_EXERCISE DATA_
BEGIN
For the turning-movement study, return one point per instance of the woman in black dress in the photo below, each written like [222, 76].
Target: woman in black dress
END
BEGIN
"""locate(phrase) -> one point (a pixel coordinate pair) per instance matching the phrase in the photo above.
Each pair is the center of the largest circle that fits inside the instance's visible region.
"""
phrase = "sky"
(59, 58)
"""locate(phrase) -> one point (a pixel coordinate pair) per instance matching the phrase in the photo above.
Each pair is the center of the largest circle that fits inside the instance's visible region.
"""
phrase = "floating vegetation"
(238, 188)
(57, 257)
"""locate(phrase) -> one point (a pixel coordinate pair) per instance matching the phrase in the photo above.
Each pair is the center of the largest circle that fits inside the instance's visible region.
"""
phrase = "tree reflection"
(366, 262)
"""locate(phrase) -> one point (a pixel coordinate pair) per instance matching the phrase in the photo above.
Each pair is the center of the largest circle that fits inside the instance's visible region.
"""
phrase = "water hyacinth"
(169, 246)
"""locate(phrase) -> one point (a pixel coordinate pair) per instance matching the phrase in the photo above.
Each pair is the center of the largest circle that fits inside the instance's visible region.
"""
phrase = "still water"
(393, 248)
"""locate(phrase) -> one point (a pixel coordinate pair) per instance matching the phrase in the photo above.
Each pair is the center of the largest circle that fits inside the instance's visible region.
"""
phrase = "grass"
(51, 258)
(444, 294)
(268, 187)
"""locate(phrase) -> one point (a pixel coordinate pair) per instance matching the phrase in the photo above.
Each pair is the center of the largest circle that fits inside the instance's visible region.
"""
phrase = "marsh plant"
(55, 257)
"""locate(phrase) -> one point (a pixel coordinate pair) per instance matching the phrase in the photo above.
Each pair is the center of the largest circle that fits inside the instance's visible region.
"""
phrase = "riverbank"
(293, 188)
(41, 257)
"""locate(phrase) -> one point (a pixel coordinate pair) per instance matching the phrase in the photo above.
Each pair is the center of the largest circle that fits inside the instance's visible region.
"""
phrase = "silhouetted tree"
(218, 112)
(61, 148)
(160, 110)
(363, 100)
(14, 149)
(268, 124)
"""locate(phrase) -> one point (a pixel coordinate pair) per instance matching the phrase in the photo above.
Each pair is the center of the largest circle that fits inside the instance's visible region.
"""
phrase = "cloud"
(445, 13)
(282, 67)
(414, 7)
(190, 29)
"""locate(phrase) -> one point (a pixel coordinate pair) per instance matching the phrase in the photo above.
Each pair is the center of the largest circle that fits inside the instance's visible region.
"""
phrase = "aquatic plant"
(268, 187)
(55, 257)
END
BEGIN
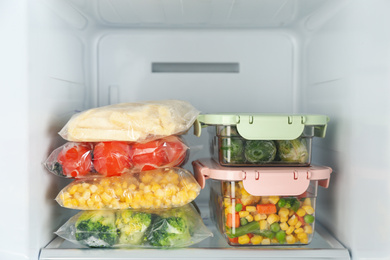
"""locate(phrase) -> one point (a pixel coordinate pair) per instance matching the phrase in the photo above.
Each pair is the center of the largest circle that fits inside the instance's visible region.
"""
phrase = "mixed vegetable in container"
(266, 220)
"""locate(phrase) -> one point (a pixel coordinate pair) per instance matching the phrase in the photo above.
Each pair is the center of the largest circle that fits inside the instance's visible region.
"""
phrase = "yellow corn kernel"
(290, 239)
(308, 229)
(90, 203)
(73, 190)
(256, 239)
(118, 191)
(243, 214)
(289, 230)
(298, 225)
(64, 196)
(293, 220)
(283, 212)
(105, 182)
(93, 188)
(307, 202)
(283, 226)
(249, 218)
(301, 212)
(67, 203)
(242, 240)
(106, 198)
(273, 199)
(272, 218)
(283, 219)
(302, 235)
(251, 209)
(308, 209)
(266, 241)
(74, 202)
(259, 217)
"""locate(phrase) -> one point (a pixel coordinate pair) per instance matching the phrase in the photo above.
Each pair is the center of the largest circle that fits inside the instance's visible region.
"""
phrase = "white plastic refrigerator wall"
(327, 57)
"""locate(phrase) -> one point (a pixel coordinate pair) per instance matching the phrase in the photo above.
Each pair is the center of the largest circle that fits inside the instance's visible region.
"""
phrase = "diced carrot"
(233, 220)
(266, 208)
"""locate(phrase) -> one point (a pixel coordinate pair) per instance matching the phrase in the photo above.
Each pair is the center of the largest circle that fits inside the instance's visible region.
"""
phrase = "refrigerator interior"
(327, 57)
END
_EXERCISE REQUIREMENTS_
The lines needed are those in the data above that hold the string "dress"; copy each of them.

_ANSWER BELOW_
For the turning-movement study, return one point per instance of the woman in black dress in the photo below, each written like [222, 76].
Target: woman in black dress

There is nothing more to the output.